**TEXT EXCERPT**
Has anyone here ever tried to slow down the physical aspect of things in the beginning?

 

Background: I have been dating someone for a little over a month (I guess if I were to quantify it it would be 10 dates maybe). We were friends before and had an attraction for each other and I feel like once we got to actually going out by ourselves the physical chemistry really took off. We have not had sex but we have fooled around and I think that maybe we started going there too soon.

 

I feel like we are still getting to know each other and although I really like him I just don't want to make the mistake of getting overwhelmed by how good things are physically and not actually evaluate the situation for what it is.

 

Is there any way I can tell him that I would like to take things slower without completely ruining everything?

 

I know that a lot of people here have really bad opinions about women who hold off sex/benefits but I wonder if it is too late.

 

When I come to think of it, for the future, I don't think I would feel comfortable fooling around or doing anything other than kissing with anyone for 2+ months. I am not sure if this is because of my fear of being pumped and dumped though. I am getting to know myself and I think that I would not be comfortable doing anything other than kissing until I am extremely sure of the other person and their intentions and their feelings for me. And the person I am dating really has done nothing to make me unsure but... I still don't feel like I am super sure about the situation I feel like its too early. So If I feel this way then I should definitely set up my boundaries.

 

But how? HOw can I do this and come from an empowered place (like Zen girl has tried to explain to me) and not from an insecure/needy place?

Posted
Has anyone here ever tried to slow down the physical aspect of things in the beginning?

 

Background: I have been dating someone for a little over a month (I guess if I were to quantify it it would be 10 dates maybe). We were friends before and had an attraction for each other and I feel like once we got to actually going out by ourselves the physical chemistry really took off. We have not had sex but we have fooled around and I think that maybe we started going there too soon.

 

I feel like we are still getting to know each other and although I really like him I just don't want to make the mistake of getting overwhelmed by how good things are physically and not actually evaluate the situation for what it is.

 

Is there any way I can tell him that I would like to take things slower without completely ruining everything?

 

I know that a lot of people here have really bad opinions about women who hold off sex/benefits but I wonder if it is too late.

 

When I come to think of it, for the future, I don't think I would feel comfortable fooling around or doing anything other than kissing with anyone for 2+ months. I am not sure if this is because of my fear of being pumped and dumped though. I am getting to know myself and I think that I would not be comfortable doing anything other than kissing until I am extremely sure of the other person and their intentions and their feelings for me. And the person I am dating really has done nothing to make me unsure but... I still don't feel like I am super sure about the situation I feel like its too early. So If I feel this way then I should definitely set up my boundaries.

 

But how? HOw can I do this and come from an empowered place (like Zen girl has tried to explain to me) and not from an insecure/needy place?

**EXPLORE THE MATERIAL**
a. In the dating post, about how many dates has the writer been on with the person they are seeing?
b. Please extend the dating post from where it stops.

**RECORDED DATA**
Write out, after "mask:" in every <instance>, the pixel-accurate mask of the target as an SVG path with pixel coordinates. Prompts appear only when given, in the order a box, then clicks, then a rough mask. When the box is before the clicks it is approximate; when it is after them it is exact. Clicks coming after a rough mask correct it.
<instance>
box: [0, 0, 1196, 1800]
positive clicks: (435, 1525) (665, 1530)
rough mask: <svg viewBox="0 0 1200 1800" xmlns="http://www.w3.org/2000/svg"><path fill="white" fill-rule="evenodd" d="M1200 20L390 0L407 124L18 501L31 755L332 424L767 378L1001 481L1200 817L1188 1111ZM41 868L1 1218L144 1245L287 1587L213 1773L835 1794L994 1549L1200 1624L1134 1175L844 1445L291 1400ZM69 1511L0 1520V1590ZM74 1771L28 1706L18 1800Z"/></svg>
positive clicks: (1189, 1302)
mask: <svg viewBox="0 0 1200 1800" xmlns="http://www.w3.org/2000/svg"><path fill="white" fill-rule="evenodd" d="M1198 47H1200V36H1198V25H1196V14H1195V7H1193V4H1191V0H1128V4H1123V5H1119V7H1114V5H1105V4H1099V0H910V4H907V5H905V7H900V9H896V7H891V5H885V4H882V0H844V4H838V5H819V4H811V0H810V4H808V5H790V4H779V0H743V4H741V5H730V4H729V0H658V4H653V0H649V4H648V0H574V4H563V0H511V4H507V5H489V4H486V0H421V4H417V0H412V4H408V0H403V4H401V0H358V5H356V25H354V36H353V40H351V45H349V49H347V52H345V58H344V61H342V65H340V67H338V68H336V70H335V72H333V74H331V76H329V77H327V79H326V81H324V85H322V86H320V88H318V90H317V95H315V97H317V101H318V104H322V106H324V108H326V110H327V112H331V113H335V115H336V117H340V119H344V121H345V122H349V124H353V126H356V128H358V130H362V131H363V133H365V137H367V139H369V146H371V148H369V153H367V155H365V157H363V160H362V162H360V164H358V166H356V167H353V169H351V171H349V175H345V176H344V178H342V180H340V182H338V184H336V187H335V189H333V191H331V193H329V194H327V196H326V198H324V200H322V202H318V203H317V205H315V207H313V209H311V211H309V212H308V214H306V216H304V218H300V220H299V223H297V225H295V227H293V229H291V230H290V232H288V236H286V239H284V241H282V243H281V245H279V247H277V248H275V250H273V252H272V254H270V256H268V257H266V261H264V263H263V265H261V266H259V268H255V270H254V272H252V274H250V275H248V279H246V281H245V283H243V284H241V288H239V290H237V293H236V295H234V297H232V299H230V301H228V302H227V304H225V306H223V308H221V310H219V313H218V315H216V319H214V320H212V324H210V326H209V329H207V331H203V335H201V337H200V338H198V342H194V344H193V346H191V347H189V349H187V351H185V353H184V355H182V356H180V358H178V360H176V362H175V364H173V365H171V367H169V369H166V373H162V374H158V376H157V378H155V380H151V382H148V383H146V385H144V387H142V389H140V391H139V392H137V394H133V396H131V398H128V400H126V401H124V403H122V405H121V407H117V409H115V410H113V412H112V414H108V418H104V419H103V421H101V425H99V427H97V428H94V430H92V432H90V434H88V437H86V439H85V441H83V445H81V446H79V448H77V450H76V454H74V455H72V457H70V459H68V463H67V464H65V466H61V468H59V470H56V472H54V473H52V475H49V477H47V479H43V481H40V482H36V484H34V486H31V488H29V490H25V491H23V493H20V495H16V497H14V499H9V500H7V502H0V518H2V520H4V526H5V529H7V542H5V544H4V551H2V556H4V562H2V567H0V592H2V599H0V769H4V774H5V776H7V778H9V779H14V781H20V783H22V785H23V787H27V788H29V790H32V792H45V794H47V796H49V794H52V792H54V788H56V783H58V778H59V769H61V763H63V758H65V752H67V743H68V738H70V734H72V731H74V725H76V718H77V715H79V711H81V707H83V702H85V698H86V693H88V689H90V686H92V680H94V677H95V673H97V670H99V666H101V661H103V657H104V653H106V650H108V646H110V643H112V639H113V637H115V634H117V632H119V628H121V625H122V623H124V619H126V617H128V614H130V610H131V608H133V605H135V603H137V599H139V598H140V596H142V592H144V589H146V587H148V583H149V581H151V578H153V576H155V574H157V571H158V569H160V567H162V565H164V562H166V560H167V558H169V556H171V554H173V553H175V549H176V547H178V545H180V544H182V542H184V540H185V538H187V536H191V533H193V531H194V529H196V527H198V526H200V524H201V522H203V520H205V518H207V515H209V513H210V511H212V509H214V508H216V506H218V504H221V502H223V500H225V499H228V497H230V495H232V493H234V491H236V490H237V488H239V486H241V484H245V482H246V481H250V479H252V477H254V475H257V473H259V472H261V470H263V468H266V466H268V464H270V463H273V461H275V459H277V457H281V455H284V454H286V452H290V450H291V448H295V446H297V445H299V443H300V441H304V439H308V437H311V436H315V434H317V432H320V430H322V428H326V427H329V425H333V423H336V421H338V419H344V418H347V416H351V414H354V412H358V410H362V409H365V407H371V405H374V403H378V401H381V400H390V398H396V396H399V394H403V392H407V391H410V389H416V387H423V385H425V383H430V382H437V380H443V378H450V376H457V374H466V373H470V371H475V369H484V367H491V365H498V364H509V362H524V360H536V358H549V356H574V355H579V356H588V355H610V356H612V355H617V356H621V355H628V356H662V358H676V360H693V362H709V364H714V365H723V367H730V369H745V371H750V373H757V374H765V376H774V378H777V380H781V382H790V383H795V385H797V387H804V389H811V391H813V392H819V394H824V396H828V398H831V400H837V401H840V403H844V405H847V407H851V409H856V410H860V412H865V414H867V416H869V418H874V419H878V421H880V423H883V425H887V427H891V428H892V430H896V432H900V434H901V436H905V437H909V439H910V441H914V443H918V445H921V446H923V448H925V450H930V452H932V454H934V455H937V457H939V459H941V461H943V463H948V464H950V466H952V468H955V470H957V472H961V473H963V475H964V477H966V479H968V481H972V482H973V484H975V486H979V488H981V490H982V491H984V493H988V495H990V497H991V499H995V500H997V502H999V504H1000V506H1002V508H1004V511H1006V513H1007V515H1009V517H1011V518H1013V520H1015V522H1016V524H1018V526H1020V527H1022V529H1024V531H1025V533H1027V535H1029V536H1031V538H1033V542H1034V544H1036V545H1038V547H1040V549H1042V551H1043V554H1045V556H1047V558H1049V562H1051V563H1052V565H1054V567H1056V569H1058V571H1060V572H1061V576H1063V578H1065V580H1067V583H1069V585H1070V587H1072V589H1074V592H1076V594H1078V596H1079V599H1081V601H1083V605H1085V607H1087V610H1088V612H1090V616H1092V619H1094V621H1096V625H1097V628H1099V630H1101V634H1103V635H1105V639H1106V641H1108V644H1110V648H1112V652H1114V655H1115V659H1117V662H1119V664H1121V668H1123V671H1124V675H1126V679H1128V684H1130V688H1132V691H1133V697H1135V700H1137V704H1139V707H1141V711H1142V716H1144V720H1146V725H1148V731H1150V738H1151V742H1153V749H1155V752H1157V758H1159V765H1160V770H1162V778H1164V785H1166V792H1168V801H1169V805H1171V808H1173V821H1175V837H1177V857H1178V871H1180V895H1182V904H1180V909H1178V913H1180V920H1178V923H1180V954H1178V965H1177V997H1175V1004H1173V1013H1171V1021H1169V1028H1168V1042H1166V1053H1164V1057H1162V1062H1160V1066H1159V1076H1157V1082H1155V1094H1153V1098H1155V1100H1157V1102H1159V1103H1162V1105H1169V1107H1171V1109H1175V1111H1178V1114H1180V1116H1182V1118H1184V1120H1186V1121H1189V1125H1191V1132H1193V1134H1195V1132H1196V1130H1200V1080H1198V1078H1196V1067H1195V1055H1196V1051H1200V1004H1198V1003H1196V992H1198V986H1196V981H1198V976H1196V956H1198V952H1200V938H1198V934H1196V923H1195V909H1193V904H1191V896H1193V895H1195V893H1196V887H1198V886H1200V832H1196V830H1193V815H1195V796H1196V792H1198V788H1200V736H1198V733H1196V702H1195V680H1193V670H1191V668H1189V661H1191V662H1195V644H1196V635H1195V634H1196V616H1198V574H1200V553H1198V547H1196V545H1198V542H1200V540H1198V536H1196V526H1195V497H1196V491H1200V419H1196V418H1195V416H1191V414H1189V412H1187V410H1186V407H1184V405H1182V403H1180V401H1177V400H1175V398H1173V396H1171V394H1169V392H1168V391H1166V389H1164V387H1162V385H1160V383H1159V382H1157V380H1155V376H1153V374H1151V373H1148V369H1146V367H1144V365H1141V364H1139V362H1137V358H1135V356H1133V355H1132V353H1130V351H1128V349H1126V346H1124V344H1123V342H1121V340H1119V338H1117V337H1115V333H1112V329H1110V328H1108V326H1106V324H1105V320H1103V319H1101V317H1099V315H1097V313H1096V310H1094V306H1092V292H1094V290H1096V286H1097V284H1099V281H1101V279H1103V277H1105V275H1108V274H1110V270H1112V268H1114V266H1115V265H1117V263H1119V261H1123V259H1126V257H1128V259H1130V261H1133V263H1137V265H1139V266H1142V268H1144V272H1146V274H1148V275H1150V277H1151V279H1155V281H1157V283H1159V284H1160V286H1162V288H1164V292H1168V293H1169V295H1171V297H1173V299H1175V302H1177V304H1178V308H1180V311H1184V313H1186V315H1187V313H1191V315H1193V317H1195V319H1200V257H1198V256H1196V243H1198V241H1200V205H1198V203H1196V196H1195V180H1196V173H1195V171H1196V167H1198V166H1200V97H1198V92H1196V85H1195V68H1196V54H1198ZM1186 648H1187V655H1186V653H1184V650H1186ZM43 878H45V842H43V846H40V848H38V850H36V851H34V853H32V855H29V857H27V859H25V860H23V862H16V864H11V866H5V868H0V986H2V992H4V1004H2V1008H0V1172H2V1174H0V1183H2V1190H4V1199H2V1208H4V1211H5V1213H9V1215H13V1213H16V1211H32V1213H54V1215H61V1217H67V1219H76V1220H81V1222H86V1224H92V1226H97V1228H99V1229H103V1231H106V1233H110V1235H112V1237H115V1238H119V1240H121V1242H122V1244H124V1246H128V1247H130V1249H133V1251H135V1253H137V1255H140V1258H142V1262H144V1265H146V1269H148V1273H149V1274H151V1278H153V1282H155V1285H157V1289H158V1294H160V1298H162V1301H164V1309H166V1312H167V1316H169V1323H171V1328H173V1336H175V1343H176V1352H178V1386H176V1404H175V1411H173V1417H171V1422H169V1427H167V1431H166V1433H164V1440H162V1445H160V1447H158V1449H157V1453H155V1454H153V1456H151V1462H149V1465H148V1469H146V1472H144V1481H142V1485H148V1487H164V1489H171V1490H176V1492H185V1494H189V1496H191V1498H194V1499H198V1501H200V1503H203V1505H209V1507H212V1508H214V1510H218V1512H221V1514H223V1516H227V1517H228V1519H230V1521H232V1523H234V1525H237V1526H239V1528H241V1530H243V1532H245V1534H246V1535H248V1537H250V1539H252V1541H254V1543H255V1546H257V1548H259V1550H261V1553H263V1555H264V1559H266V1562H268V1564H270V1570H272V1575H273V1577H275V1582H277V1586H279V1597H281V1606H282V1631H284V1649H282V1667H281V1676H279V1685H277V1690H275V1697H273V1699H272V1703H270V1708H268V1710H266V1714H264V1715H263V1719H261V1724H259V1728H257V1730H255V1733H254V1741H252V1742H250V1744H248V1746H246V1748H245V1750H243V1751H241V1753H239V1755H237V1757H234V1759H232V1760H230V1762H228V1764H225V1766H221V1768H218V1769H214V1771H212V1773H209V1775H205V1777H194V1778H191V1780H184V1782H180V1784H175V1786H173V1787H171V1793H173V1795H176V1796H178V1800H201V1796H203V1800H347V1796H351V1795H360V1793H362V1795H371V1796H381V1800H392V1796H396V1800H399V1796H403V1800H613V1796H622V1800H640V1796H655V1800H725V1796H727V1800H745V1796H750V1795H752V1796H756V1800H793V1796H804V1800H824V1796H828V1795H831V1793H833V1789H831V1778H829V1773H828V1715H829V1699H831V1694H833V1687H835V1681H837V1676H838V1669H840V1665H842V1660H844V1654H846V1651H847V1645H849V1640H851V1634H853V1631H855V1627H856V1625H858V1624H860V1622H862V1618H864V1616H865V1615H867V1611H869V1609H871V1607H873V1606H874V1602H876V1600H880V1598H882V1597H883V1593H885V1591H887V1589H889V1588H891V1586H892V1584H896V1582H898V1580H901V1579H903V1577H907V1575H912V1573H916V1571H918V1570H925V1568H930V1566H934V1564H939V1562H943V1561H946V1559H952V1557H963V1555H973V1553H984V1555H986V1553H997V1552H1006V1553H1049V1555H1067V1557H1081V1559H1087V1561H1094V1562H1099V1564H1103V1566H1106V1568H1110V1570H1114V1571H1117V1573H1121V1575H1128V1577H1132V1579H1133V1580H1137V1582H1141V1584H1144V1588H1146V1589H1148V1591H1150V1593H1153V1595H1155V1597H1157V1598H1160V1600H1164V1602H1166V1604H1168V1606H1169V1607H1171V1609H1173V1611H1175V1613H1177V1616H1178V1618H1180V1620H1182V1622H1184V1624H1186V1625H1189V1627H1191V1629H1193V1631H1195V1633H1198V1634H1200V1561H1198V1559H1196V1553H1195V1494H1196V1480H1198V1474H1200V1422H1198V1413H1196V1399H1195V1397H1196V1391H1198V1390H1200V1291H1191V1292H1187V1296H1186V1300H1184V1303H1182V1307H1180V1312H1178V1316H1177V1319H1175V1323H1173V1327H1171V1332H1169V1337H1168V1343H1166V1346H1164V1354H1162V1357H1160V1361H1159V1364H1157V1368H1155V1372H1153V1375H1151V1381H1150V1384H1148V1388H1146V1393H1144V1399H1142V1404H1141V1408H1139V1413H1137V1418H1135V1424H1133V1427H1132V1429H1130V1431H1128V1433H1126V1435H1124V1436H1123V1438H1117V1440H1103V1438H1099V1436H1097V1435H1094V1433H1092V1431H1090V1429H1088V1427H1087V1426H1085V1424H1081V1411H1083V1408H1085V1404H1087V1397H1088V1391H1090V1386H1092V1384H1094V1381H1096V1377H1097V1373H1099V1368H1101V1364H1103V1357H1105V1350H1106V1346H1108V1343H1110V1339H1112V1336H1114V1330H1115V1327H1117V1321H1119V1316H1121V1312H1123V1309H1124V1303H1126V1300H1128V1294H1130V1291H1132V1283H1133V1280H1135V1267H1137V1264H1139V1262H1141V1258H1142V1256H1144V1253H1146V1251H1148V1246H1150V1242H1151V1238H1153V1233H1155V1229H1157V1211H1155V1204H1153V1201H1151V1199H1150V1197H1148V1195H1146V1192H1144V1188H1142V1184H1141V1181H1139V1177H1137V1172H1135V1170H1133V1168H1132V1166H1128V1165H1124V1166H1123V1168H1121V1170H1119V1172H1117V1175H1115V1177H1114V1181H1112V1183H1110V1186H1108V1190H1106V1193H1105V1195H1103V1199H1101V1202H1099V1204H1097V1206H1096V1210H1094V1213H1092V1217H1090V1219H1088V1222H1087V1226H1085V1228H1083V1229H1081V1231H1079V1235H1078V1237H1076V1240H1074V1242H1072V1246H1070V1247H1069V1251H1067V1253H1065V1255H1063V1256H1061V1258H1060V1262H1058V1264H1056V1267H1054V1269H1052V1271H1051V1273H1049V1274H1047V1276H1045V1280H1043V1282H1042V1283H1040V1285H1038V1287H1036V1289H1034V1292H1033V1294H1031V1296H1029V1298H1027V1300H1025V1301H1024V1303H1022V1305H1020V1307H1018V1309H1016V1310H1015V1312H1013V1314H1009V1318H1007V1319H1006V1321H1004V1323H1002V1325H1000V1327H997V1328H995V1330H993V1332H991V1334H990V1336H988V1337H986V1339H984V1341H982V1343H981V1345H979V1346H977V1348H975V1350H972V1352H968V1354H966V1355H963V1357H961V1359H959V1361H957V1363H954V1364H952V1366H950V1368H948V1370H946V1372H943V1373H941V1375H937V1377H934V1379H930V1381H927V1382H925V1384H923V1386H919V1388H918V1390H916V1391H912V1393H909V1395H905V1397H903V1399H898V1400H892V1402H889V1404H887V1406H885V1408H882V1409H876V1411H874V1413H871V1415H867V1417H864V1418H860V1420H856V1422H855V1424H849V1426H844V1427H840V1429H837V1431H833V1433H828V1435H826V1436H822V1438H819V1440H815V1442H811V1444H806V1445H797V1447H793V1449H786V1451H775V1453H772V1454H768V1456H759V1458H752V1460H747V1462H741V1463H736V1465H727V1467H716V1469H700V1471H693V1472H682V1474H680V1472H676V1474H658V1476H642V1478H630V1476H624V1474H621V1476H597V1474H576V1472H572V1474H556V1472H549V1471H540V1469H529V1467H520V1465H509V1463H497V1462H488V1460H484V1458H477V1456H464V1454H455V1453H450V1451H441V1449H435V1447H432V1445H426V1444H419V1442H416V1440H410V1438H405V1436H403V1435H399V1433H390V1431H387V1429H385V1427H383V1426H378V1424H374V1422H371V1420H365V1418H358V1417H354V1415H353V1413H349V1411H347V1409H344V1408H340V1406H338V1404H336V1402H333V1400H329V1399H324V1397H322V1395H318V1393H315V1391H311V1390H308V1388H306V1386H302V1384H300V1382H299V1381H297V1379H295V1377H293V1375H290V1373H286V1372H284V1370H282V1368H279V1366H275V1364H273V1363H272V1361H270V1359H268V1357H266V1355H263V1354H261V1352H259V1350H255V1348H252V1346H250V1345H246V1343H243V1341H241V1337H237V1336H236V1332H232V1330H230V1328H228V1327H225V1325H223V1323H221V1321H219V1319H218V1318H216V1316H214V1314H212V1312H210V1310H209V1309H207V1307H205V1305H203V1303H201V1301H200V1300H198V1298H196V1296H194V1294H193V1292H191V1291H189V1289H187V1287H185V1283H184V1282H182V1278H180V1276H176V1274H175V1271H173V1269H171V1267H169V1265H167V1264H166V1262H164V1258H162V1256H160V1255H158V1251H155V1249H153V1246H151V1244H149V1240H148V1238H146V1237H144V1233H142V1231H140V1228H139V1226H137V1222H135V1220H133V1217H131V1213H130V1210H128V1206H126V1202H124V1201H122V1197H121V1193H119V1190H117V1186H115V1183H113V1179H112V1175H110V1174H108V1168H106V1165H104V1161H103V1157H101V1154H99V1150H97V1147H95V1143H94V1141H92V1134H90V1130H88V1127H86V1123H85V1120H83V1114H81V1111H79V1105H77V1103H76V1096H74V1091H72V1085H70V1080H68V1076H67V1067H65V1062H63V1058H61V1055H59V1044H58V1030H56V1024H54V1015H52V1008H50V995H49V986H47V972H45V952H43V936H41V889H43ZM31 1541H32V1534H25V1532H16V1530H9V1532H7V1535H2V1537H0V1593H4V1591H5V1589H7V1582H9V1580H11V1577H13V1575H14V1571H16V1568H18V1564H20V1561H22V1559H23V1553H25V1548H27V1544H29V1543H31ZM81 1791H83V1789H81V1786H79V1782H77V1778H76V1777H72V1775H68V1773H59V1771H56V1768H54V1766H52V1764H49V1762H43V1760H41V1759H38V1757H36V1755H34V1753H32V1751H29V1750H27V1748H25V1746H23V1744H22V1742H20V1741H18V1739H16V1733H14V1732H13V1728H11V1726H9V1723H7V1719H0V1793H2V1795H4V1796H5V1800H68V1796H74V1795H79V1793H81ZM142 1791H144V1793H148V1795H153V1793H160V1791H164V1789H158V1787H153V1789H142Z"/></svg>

---

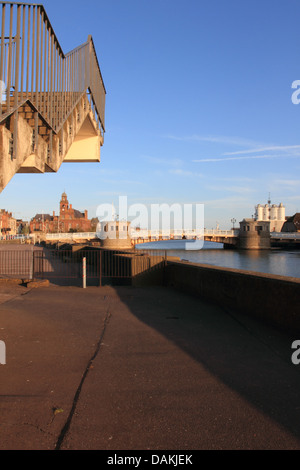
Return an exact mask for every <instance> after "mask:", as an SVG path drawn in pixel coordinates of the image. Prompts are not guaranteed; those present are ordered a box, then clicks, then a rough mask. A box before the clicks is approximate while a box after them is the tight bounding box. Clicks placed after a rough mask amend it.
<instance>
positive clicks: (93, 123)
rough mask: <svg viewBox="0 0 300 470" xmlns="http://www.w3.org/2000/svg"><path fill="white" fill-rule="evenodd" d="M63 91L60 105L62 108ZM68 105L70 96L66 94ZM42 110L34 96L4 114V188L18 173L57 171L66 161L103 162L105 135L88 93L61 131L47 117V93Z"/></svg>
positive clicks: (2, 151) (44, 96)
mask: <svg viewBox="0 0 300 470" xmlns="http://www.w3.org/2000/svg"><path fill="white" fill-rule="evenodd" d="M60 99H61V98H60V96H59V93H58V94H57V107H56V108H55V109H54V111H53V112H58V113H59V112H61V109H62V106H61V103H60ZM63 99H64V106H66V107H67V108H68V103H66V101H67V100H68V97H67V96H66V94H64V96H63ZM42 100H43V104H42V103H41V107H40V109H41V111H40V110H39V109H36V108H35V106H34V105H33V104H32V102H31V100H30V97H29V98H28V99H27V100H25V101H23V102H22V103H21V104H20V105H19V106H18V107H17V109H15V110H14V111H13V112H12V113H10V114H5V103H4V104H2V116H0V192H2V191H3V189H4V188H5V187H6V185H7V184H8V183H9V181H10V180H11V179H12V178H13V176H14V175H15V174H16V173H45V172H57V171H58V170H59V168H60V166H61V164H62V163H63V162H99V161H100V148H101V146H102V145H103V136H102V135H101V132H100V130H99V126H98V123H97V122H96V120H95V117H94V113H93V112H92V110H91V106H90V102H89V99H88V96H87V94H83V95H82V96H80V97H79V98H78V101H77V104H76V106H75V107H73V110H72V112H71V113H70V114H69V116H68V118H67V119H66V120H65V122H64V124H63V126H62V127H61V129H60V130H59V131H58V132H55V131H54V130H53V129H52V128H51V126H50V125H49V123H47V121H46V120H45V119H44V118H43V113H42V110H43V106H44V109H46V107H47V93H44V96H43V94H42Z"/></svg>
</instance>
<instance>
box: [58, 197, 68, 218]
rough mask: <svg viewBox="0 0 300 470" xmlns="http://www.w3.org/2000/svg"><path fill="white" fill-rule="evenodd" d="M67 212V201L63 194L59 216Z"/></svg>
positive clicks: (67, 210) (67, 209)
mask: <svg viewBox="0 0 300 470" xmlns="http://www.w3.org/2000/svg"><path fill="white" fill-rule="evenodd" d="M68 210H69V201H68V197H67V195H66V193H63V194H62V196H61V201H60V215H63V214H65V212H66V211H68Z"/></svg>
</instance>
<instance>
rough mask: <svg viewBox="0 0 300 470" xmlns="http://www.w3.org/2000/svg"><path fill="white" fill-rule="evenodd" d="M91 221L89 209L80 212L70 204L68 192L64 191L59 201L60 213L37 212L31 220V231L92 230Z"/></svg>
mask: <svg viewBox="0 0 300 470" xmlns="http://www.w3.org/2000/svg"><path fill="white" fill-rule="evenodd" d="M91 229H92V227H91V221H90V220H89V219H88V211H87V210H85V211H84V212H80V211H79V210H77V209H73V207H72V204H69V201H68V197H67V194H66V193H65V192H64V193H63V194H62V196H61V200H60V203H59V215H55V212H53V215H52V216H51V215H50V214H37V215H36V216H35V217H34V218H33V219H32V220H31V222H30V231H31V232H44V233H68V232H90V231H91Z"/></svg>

**ACTIVITY ANSWERS**
a. Maybe 10 dates, over a little more than a month.

b.
I think you should tell him EXACTLY what you have just told us.

 

How he responds (and more importantly how his actions line up) will tell you a lot about the longevity of the relationship. Communication is going to be critical if you don't want to just get pumped and dumped. These are the things that matter! Speak your mind :) And if you aren't in an exclusive relationship I think you can be even more clear about were you stand :) Good luck!

Posted

Can you just keep your dates in public? No going back to either of your places will curtail the excessive physicalness. Honestly it seems like you've had a lot of pretty heavy talks with this guy pretty early on...I'd not feel comfortable bringing up another rule or whatever right now.

Posted

If a guy really likes you and wants a dating relationship with you (as opposed to simply a sexual relationship) he will let you set the pace.

 

BUT if you tell him that you don't want to have sex for a while, then don't go too far with the physical stuff. Kissing is good, but if you get into regular hot & heavy make out sessions and then make him stop just short of having sex, that's going to piss off a lot of guys.

 

Your actions have to match your words.

Posted

You already knew him as a friend before so you had a foundation before dating, which is more than most people have in dating strangers, so I am surprised that after ten dates you'd be so reticent to escalate things by now. Perhaps you aren't really that attracted to him.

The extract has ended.